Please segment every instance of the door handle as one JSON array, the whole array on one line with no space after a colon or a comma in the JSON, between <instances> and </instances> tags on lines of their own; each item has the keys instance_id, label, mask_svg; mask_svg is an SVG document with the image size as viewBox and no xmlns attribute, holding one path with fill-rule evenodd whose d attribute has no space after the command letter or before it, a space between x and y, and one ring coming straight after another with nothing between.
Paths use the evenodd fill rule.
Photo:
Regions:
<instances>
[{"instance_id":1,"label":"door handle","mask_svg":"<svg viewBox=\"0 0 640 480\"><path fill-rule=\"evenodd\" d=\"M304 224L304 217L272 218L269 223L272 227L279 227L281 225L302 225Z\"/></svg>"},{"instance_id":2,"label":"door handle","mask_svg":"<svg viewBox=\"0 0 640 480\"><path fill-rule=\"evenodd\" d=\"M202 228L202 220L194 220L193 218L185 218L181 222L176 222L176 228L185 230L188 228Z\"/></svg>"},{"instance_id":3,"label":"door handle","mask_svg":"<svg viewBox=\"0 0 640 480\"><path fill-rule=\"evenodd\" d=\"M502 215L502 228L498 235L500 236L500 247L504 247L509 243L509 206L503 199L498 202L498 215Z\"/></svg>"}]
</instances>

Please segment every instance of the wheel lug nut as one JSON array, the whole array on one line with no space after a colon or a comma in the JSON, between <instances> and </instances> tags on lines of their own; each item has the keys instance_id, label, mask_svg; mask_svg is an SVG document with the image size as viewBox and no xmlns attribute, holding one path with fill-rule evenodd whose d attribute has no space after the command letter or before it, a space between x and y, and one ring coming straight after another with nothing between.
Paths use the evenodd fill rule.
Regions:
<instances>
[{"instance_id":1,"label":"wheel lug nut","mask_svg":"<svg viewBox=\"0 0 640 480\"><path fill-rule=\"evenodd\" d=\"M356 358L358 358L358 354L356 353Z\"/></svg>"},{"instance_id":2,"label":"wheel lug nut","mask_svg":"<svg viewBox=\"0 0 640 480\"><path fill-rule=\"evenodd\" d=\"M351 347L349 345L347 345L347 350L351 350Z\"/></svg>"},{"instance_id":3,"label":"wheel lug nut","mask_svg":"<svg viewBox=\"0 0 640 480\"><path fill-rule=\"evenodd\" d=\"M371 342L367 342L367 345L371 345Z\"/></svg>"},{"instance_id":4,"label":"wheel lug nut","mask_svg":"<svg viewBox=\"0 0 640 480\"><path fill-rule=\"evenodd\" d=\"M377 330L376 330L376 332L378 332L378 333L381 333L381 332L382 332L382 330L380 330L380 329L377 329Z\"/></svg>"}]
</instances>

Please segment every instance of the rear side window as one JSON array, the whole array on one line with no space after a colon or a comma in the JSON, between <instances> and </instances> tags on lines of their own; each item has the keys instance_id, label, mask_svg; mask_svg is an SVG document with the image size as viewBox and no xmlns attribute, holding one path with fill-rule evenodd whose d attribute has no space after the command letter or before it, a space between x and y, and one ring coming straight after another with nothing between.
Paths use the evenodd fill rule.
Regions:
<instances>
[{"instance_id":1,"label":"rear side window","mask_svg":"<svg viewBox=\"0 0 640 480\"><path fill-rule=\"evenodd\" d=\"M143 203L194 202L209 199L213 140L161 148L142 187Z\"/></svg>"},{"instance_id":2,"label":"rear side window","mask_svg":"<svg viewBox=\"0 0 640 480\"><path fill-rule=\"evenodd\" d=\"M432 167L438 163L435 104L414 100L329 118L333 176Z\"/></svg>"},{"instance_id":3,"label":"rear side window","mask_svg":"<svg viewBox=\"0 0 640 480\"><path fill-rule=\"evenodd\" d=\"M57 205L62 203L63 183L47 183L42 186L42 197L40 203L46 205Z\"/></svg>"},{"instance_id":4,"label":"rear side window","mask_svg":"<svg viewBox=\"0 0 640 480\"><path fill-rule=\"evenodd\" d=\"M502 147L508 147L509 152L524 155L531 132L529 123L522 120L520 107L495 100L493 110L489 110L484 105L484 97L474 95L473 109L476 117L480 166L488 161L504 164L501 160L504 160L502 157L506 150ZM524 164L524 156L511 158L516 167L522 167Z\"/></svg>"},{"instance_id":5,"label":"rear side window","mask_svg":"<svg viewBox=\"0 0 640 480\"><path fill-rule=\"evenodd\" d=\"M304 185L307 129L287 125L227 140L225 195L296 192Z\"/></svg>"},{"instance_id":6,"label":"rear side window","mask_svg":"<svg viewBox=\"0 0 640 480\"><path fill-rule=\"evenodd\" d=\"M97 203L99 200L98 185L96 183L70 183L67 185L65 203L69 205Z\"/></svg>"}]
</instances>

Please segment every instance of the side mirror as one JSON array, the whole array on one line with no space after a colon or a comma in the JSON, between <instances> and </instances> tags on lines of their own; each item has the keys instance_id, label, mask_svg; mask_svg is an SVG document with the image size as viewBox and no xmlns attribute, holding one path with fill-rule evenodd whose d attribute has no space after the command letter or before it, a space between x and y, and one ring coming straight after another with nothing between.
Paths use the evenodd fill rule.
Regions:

_ _ _ _ _

Aim of the task. The reply should consist of the records, reproduced exactly.

Result of the exercise.
Please segment every instance of the door handle as one JSON array, the whole array on one line with no space after a colon or a comma in the JSON, between <instances> and </instances> tags on lines of their own; each item has the keys instance_id, label, mask_svg; mask_svg is an SVG document with the image size as viewBox and no xmlns attribute, holding one path with fill-rule evenodd whose d attribute has no space after the command letter or before it, a space between x and y, and one ring coming straight after another with nothing between.
Paths use the evenodd fill rule.
Photo:
Regions:
<instances>
[{"instance_id":1,"label":"door handle","mask_svg":"<svg viewBox=\"0 0 640 480\"><path fill-rule=\"evenodd\" d=\"M304 224L304 217L272 218L269 223L272 227L279 227L281 225L302 225Z\"/></svg>"},{"instance_id":2,"label":"door handle","mask_svg":"<svg viewBox=\"0 0 640 480\"><path fill-rule=\"evenodd\" d=\"M202 228L202 220L194 220L193 218L185 218L181 222L176 222L176 228L185 230L188 228Z\"/></svg>"},{"instance_id":3,"label":"door handle","mask_svg":"<svg viewBox=\"0 0 640 480\"><path fill-rule=\"evenodd\" d=\"M502 215L502 228L498 235L500 236L500 247L504 247L509 243L509 206L503 199L498 202L498 215Z\"/></svg>"}]
</instances>

Please segment every instance of the wheel lug nut as one JSON array, the whole array on one line with no space after a colon or a comma in the JSON, between <instances> and </instances> tags on lines of their own; each item has the keys instance_id, label, mask_svg; mask_svg is an SVG document with the image size as viewBox and no xmlns attribute, holding one path with fill-rule evenodd whose d attribute has no space after the command letter or before it, a space between x and y, and one ring coming straight after another with nothing between.
Paths use the evenodd fill rule.
Regions:
<instances>
[{"instance_id":1,"label":"wheel lug nut","mask_svg":"<svg viewBox=\"0 0 640 480\"><path fill-rule=\"evenodd\" d=\"M356 358L358 358L358 354L356 353Z\"/></svg>"},{"instance_id":2,"label":"wheel lug nut","mask_svg":"<svg viewBox=\"0 0 640 480\"><path fill-rule=\"evenodd\" d=\"M351 347L349 345L347 345L347 350L351 350Z\"/></svg>"},{"instance_id":3,"label":"wheel lug nut","mask_svg":"<svg viewBox=\"0 0 640 480\"><path fill-rule=\"evenodd\" d=\"M371 342L367 342L367 345L371 345Z\"/></svg>"},{"instance_id":4,"label":"wheel lug nut","mask_svg":"<svg viewBox=\"0 0 640 480\"><path fill-rule=\"evenodd\" d=\"M377 330L376 330L376 332L378 332L378 333L381 333L381 332L382 332L382 330L380 330L380 329L377 329Z\"/></svg>"}]
</instances>

Please segment every instance of the rear side window as one JSON array, the whole array on one line with no space after a colon or a comma in the JSON, between <instances> and </instances> tags on lines of their own; each item has the keys instance_id, label, mask_svg; mask_svg is an SVG document with the image size as viewBox and no xmlns attribute, holding one path with fill-rule evenodd whose d attribute has no space after the command letter or before it, a space between x and y, and one ring coming straight after another with nothing between.
Paths use the evenodd fill rule.
Regions:
<instances>
[{"instance_id":1,"label":"rear side window","mask_svg":"<svg viewBox=\"0 0 640 480\"><path fill-rule=\"evenodd\" d=\"M143 203L194 202L209 199L213 140L161 148L142 187Z\"/></svg>"},{"instance_id":2,"label":"rear side window","mask_svg":"<svg viewBox=\"0 0 640 480\"><path fill-rule=\"evenodd\" d=\"M432 167L438 163L435 104L414 100L329 118L333 176Z\"/></svg>"},{"instance_id":3,"label":"rear side window","mask_svg":"<svg viewBox=\"0 0 640 480\"><path fill-rule=\"evenodd\" d=\"M57 205L62 203L63 183L47 183L42 186L42 197L40 203L46 205Z\"/></svg>"},{"instance_id":4,"label":"rear side window","mask_svg":"<svg viewBox=\"0 0 640 480\"><path fill-rule=\"evenodd\" d=\"M502 147L508 147L509 152L524 155L531 132L529 123L522 120L520 107L495 100L493 110L489 110L484 105L484 97L474 95L473 109L476 117L480 166L488 161L504 164L501 160L504 160L502 157L506 150ZM524 164L524 156L511 158L516 167L522 167Z\"/></svg>"},{"instance_id":5,"label":"rear side window","mask_svg":"<svg viewBox=\"0 0 640 480\"><path fill-rule=\"evenodd\" d=\"M304 185L307 129L287 125L227 140L225 195L296 192Z\"/></svg>"},{"instance_id":6,"label":"rear side window","mask_svg":"<svg viewBox=\"0 0 640 480\"><path fill-rule=\"evenodd\" d=\"M97 203L99 200L98 185L96 183L70 183L67 185L65 203L69 205Z\"/></svg>"}]
</instances>

Please segment every instance of the side mirror as one JSON array, the whole array on one line with no space after a colon or a comma in the JSON, between <instances> and </instances> tags on lines of their own; each item has the keys instance_id, label, mask_svg; mask_svg is an SVG document with the image size as viewBox and no xmlns attribute, holding one path with fill-rule evenodd whose d attribute has no space after the command letter or before it, a space between x and y, and one ring coming straight after another with nothing between.
Paths use the evenodd fill rule.
Regions:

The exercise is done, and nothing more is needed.